--- GIVEN PASSAGE Enclosed Below ---

Think about how the cavemen used to feast and your mind will envision what is considered the paleo diet; free of processed food, soy, grains, industrial oils, or refined sugar. A paleo diet includes plenty of meat (another way to say, “eat more bacon”) and it is dense with nutrients as well as high in fat, while low in carbs. The Department of Anthropology and Radiology at Emory University conducted a study where they found that our ancestors obtained about 35% of their dietary energy from fats, 35% from carbohydrates and 30% from protein. Thus, you can achieve the paleo lifestyle by chowing down on fruits, vegetables, meats, seafood, and nuts. Just like your mom taught you throughout childhood.
Loren Cordain, PhD, professor of health and exercise science at Colorado State University and author of The Paleo Diet, explains that this lifestyle “lessens the body’s glycemic load, has a healthy ratio of saturated-to-unsaturated fatty acids, and increases vitamin and nutrient consumption.” Throwing down like our hunter-gatherer ancestors once did makes for a balanced diet, so you can toss that food diary in the trash. Also, since these sources of nutrition are natural foods, they can enhance your cardiovascular health. Consuming plenty of fruits, vegetables, and of course, bacon, as recommended in the paleo lifestyle will decrease the risk of health concerns from too much saturated fats in meat. The paleo plan also helps increase muscle mass because of the high protein intake combined with shorter, more intense workout sessions. We’re sensing a win-win situation here. Shorter workouts and eating bacon. Count us in.
The ketogenic diet is slightly different. Instead of the balanced ratio between the fats, proteins, and carbs, sources of energy in a keto plan primarily come from fats and proteins, while you fill your body with fewer carbohydrates. Keto replaces carbohydrate intake with fat (bacon), which puts the body into a metabolic state called ketosis. (Sounds a lot like the food coma you enter after destroying a plate of bacon.) Typically, carbs must be present to properly break down fats. However, the theory behind a ketogenic diet is re-training the body to use fats rather than carbs for energy to increase weight loss. Your body is fueled by almost 90% proteins and fats and this diet is designed to put that fuel to work and allowing you to feel healthier. If you’re reading this and thinking, “a diet that burns fat by eating fat?,” you are not crazy. This is what is going on right now, people.
However, it is important to note this diet isn’t for everyone: diabetics should avoid the keto lifestyle as it causes harmful acid-base abnormalities and can affect insulin. The Ketovangelist blog sums up keto eating as this: “No calorie counting. No food measuring. Bacon!” Literally couldn’t have said it any better.
In conclusion, paleo lifestyle consists of natural, protein-heavy foods like meat, beans, and grains, while the ketogenic diet relies more on fatty fuels such as meat and cheese. Both have numerous health benefits: improved immunity, lower blood pressure, weight loss, and increased energy. But most importantly, there’s room for bacon in both. And lots of it.

--- End of Enclosed GIVEN PASSAGE ---

## TASK INSTRUCTIONS
[A] Condense the paragraph of the paleo and keto article beginning "The ketogenic diet is slightly different" into a short bulleted list that keeps its main facts.
[B] Summarize the article on paleo and keto diets in two sentences.
[C] From the article on paleo and keto diets, reproduce verbatim the passage starting at "Think about how" and ending at "you throughout childhood.".

--- PROVIDED INFORMATION Enclosed Below ---

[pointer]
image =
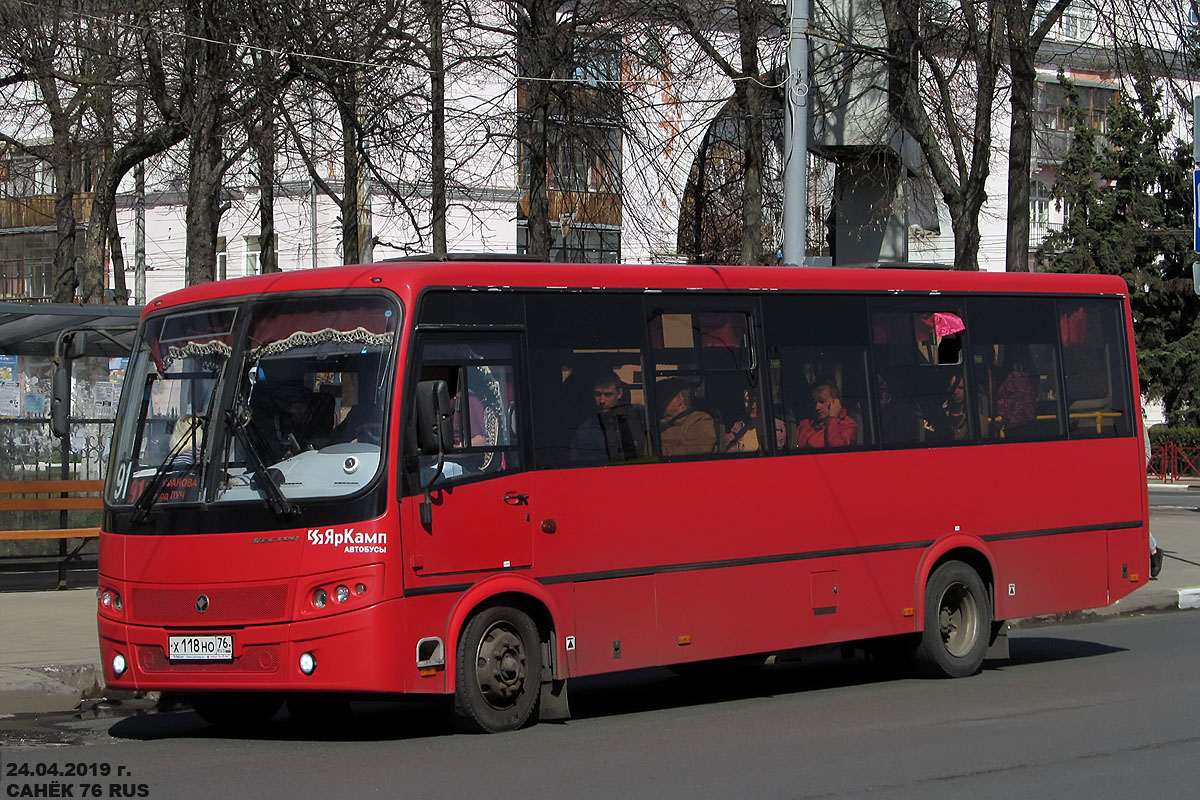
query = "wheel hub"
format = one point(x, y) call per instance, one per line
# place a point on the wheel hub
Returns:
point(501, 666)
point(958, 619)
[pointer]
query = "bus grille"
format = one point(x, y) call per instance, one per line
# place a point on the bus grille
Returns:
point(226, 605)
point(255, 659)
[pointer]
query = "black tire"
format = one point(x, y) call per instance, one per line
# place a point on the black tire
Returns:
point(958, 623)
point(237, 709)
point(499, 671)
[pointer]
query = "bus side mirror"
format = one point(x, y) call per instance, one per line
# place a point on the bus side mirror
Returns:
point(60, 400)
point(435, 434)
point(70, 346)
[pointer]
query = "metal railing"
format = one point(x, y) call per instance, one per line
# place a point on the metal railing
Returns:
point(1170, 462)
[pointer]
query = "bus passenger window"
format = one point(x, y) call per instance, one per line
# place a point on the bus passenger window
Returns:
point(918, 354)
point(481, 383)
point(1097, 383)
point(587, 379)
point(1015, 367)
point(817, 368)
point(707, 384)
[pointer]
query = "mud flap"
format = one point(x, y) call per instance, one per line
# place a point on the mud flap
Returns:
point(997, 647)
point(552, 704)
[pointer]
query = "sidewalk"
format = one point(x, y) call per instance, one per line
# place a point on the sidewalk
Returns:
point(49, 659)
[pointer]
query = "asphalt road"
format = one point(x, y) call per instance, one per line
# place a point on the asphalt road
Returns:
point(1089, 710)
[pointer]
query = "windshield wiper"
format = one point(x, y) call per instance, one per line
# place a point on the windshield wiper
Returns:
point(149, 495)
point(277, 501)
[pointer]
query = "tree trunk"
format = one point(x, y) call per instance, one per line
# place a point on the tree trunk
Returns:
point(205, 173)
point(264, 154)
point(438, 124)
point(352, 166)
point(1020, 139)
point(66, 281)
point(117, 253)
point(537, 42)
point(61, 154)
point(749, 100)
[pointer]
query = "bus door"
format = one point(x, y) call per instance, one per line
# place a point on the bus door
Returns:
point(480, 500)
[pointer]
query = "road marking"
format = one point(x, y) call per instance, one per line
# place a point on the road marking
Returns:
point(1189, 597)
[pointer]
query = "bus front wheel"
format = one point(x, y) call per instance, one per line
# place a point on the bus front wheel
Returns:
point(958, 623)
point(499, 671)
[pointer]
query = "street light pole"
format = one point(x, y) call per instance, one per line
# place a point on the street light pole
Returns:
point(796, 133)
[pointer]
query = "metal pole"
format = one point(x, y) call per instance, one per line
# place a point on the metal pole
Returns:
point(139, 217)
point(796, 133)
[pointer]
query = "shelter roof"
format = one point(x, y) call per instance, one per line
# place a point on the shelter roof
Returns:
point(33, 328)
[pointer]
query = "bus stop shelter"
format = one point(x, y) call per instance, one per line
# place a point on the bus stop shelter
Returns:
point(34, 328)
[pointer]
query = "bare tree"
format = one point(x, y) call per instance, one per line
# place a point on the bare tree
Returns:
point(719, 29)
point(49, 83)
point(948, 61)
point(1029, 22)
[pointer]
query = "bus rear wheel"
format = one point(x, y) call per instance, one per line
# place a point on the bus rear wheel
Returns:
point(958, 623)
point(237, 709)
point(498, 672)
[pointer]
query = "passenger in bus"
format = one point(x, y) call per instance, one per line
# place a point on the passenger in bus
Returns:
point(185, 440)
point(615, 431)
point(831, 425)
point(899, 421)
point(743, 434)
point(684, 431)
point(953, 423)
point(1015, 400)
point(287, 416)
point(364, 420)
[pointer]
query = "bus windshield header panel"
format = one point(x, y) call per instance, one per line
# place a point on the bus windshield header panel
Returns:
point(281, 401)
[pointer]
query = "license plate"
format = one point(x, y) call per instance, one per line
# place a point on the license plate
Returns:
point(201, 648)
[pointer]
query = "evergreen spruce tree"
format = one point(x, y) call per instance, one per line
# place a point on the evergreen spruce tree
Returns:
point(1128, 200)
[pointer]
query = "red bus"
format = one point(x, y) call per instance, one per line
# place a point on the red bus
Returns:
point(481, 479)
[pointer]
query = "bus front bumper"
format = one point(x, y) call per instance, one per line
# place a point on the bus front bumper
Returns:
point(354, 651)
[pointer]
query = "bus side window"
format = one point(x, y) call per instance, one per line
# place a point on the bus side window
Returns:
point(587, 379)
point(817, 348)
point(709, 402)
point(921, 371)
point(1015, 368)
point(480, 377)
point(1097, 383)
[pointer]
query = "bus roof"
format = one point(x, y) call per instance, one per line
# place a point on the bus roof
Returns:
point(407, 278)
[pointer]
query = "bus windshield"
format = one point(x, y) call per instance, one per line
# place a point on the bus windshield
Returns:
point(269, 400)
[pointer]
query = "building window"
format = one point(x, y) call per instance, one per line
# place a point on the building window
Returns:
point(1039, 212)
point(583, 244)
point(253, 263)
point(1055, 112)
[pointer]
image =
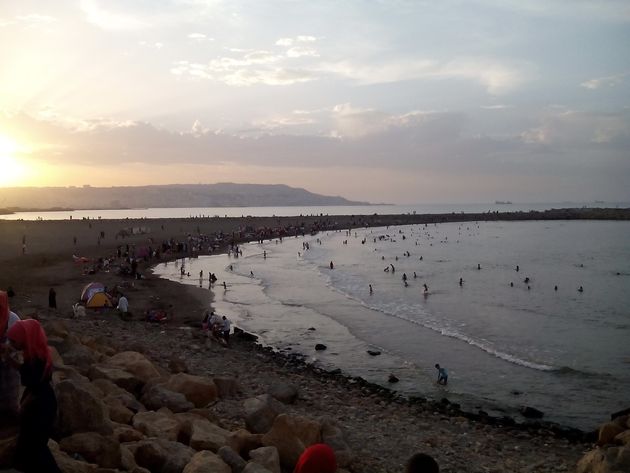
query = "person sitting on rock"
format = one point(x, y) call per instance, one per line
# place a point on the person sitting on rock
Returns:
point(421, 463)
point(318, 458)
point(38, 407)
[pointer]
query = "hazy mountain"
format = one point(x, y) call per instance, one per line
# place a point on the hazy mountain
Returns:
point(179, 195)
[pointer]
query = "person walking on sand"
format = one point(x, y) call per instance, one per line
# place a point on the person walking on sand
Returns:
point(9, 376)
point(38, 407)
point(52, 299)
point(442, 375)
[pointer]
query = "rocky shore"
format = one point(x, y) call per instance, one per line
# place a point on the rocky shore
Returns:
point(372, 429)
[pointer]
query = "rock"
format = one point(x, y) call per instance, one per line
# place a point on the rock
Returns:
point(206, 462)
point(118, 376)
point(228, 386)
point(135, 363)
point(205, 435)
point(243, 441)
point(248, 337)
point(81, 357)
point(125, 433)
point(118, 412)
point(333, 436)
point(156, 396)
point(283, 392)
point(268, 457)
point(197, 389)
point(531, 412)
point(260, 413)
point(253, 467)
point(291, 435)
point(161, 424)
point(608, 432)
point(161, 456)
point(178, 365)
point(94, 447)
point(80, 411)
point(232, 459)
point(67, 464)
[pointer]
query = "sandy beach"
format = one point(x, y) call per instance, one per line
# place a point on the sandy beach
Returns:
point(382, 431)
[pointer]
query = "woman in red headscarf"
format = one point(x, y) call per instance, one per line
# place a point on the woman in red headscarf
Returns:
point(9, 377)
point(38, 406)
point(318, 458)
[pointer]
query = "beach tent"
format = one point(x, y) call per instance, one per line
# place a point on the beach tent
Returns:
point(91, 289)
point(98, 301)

--- End of Enclosed PROVIDED INFORMATION ---

## ANSWERS FOR EACH ITEM
[A]
- The ketogenic diet draws energy mainly from fats and proteins and uses fewer carbohydrates, rather than the balanced ratio of fats, proteins, and carbs.
- It replaces carbohydrate intake with fat, which puts the body into a metabolic state called ketosis.
- Carbs are typically needed to break down fats properly, but the diet aims to re-train the body to use fats instead of carbs for energy, increasing weight loss.
- The body is fueled by almost 90% proteins and fats, and the diet is designed to put that fuel to work.

[B] The paleo diet is modeled on how early humans ate and excludes processed food, grains, and refined sugar in favor of meat, fruits, vegetables, seafood, and nuts; the article credits it with benefits such as improved cardiovascular health and greater muscle mass. The ketogenic diet instead relies mainly on fats and proteins with few carbohydrates, putting the body into ketosis to promote weight loss, although diabetics should avoid it.

[C]
Think about how the cavemen used to feast and your mind will envision what is considered the paleo diet; free of processed food, soy, grains, industrial oils, or refined sugar. A paleo diet includes plenty of meat (another way to say, “eat more bacon”) and it is dense with nutrients as well as high in fat, while low in carbs. The Department of Anthropology and Radiology at Emory University conducted a study where they found that our ancestors obtained about 35% of their dietary energy from fats, 35% from carbohydrates and 30% from protein. Thus, you can achieve the paleo lifestyle by chowing down on fruits, vegetables, meats, seafood, and nuts. Just like your mom taught you throughout childhood.